DO THIS
Only the lines from the one containing "Pin the string" to the end of the material are to be copied, exactly and in full; images stay out.

DATASET RECORDS
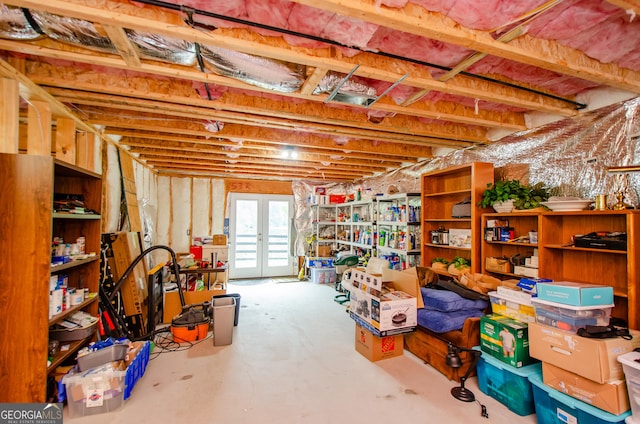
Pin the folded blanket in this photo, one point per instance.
(442, 322)
(448, 301)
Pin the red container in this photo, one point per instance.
(196, 251)
(337, 198)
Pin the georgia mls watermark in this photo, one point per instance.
(30, 413)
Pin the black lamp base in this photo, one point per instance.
(463, 394)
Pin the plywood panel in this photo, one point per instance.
(39, 129)
(65, 136)
(25, 228)
(180, 214)
(131, 198)
(201, 207)
(9, 108)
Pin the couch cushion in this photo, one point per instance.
(442, 322)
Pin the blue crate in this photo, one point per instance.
(507, 384)
(553, 406)
(136, 369)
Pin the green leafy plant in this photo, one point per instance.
(524, 196)
(502, 191)
(532, 197)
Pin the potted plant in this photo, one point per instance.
(532, 197)
(439, 264)
(505, 196)
(459, 266)
(501, 195)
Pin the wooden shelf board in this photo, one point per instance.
(446, 246)
(74, 346)
(512, 243)
(447, 220)
(63, 215)
(74, 263)
(448, 193)
(583, 249)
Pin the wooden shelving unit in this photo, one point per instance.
(441, 190)
(29, 182)
(560, 261)
(393, 223)
(522, 223)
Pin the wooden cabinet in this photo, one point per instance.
(28, 226)
(441, 190)
(398, 228)
(83, 273)
(522, 224)
(561, 261)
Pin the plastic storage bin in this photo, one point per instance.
(508, 385)
(236, 296)
(223, 318)
(96, 358)
(324, 275)
(631, 368)
(555, 407)
(96, 391)
(570, 318)
(137, 368)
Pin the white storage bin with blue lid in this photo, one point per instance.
(553, 406)
(507, 384)
(631, 366)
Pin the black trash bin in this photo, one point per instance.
(237, 298)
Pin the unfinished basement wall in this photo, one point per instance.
(571, 155)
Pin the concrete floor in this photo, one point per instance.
(292, 360)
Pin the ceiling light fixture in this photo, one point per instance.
(289, 153)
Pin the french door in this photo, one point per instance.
(260, 235)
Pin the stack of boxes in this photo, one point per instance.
(581, 376)
(505, 366)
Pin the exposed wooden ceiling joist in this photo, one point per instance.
(184, 119)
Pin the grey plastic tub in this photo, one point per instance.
(223, 316)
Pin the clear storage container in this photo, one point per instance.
(570, 318)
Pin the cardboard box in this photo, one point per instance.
(611, 397)
(526, 271)
(497, 264)
(406, 281)
(505, 339)
(520, 311)
(384, 312)
(576, 294)
(211, 253)
(389, 308)
(595, 359)
(220, 239)
(172, 305)
(376, 348)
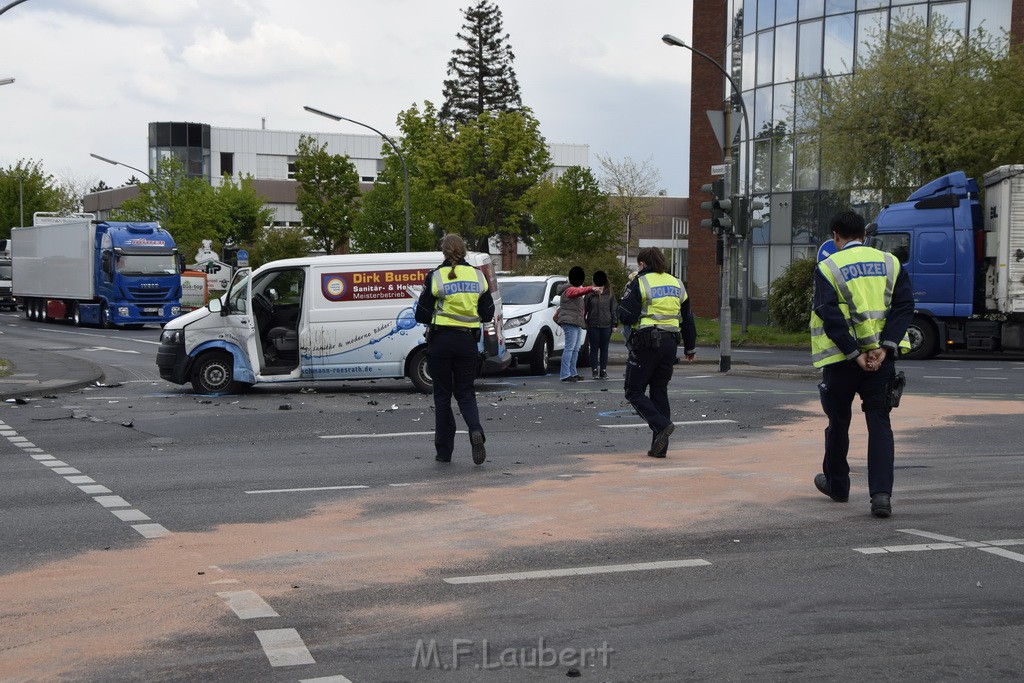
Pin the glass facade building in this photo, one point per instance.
(775, 48)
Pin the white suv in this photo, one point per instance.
(530, 334)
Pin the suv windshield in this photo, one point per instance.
(514, 293)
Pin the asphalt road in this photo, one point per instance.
(307, 534)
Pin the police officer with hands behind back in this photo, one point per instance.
(656, 306)
(455, 300)
(863, 302)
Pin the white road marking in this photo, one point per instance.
(247, 604)
(1009, 554)
(577, 571)
(94, 488)
(294, 491)
(151, 530)
(130, 515)
(678, 424)
(284, 647)
(384, 435)
(112, 501)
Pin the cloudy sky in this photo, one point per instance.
(91, 74)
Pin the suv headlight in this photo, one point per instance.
(172, 337)
(516, 322)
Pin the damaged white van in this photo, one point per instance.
(324, 317)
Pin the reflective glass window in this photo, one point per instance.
(871, 29)
(766, 13)
(766, 53)
(839, 44)
(785, 53)
(785, 11)
(811, 8)
(809, 51)
(839, 6)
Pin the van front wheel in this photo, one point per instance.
(419, 373)
(212, 373)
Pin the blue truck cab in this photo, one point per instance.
(949, 244)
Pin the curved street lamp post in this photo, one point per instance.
(163, 203)
(404, 170)
(726, 312)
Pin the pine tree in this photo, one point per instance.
(481, 78)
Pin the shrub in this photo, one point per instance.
(790, 299)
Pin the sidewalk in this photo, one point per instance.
(44, 373)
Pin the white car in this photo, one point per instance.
(528, 304)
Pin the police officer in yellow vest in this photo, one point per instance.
(656, 305)
(863, 302)
(456, 299)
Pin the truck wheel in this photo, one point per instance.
(419, 373)
(212, 373)
(924, 339)
(541, 355)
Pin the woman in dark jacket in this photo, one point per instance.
(602, 316)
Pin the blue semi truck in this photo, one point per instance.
(965, 255)
(95, 272)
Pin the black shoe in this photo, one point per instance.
(660, 442)
(479, 454)
(882, 505)
(821, 483)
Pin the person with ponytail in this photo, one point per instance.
(455, 301)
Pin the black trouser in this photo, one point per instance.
(599, 340)
(840, 382)
(453, 360)
(651, 368)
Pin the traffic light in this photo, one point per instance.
(719, 206)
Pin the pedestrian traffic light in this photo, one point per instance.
(719, 206)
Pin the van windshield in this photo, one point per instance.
(521, 293)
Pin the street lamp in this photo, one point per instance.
(673, 41)
(404, 170)
(138, 170)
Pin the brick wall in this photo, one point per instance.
(708, 92)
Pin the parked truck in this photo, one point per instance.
(99, 272)
(7, 299)
(966, 260)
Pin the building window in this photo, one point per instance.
(227, 163)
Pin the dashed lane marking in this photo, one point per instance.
(948, 543)
(678, 424)
(284, 647)
(247, 604)
(295, 491)
(577, 571)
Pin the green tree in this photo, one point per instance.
(481, 77)
(26, 188)
(188, 208)
(271, 244)
(246, 209)
(631, 187)
(790, 298)
(573, 217)
(924, 101)
(328, 195)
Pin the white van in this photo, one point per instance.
(324, 317)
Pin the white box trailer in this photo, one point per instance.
(325, 317)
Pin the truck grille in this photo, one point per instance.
(144, 294)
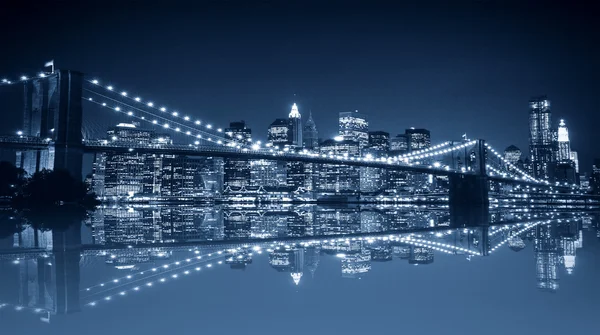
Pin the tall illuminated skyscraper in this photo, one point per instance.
(575, 160)
(295, 121)
(564, 145)
(540, 136)
(310, 134)
(354, 126)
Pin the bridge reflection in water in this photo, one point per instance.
(144, 247)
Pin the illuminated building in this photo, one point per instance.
(546, 248)
(399, 144)
(564, 145)
(338, 177)
(420, 255)
(279, 133)
(354, 126)
(128, 174)
(310, 134)
(379, 143)
(540, 136)
(357, 264)
(295, 122)
(512, 154)
(238, 132)
(575, 160)
(418, 139)
(237, 171)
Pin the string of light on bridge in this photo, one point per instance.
(153, 271)
(163, 110)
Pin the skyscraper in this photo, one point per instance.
(564, 145)
(279, 133)
(239, 133)
(379, 142)
(418, 139)
(575, 160)
(512, 154)
(310, 135)
(237, 171)
(540, 136)
(295, 121)
(354, 126)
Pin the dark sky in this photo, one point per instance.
(467, 67)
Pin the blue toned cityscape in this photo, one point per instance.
(299, 167)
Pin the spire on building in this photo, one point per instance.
(294, 113)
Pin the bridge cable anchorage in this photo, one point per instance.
(150, 104)
(153, 116)
(23, 78)
(197, 135)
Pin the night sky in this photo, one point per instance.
(469, 67)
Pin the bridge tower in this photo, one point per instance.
(53, 110)
(469, 191)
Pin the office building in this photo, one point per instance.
(540, 136)
(295, 122)
(237, 171)
(310, 134)
(399, 144)
(379, 143)
(564, 145)
(279, 133)
(354, 126)
(575, 160)
(238, 132)
(418, 139)
(512, 155)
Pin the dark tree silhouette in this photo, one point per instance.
(11, 179)
(53, 188)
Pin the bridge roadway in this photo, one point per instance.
(98, 250)
(96, 146)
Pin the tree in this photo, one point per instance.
(53, 187)
(11, 178)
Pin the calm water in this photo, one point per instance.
(299, 270)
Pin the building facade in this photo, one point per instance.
(540, 136)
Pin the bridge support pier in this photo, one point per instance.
(53, 110)
(468, 191)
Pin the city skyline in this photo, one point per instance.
(252, 71)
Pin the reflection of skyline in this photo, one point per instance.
(41, 288)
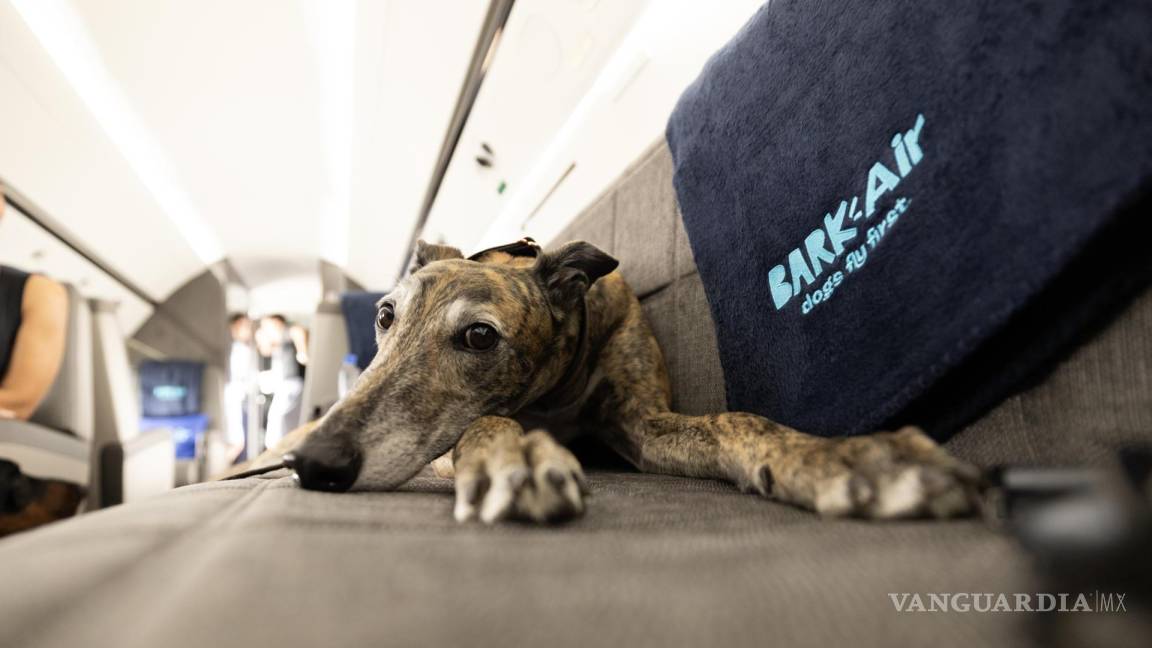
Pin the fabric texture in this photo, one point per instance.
(873, 190)
(657, 562)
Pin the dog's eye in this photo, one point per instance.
(480, 337)
(386, 316)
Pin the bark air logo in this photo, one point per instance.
(825, 246)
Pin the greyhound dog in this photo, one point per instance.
(497, 360)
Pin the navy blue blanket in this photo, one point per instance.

EXERCISE RESULT
Pin the string of light on bridge in this photo, one point per instance.
(153, 271)
(163, 110)
Pin the skyscraper in this photo, one point per instance.
(564, 145)
(279, 133)
(239, 133)
(379, 142)
(418, 139)
(575, 160)
(512, 154)
(310, 135)
(237, 171)
(540, 136)
(295, 121)
(354, 126)
Pin the dark sky in this photo, one point per instance.
(467, 67)
Pin the blue toned cityscape in this photo, one point per instance.
(299, 167)
Pin the spire on building in this photo, one point per instance.
(294, 113)
Pin the bridge cable anchorage in this photo, one point per instance.
(150, 104)
(153, 116)
(23, 78)
(197, 135)
Pin the night sky in this photo, one point per instance.
(469, 67)
Pin the bridge tower in this photo, one point per instance.
(53, 110)
(469, 191)
Pin the office building in this photo, one point per instance.
(540, 136)
(295, 122)
(237, 171)
(310, 134)
(399, 144)
(379, 143)
(564, 145)
(279, 133)
(354, 126)
(575, 160)
(238, 132)
(418, 139)
(512, 155)
Pin the dark tree silhouette in this photo, one point per instance.
(11, 179)
(53, 188)
Pin the bridge roadway in this photo, one point per instance.
(98, 250)
(96, 146)
Pin the tree in this photo, one point per instance.
(53, 187)
(11, 178)
Pin the calm water in this photo, one point per instance.
(299, 270)
Pin the building facade in this photo, one point per instance.
(540, 136)
Pin the bridge support pier in this photo, one point per instance.
(53, 110)
(468, 191)
Pin the city skyline in this photo, one point per instance.
(252, 71)
Pin the reflection of skyline in this photo, one point per instance.
(41, 288)
Pin the fabric texture in this photo, one point per instance.
(873, 190)
(657, 562)
Pin the dog's eye in this photo, one point per instance.
(480, 337)
(386, 316)
Pin the bark air logo in this photo, one point per instance.
(825, 246)
Pin the greyhound dog in this photo, one point per instance.
(497, 360)
Pin the navy blue blanket in this photo, one point per instance.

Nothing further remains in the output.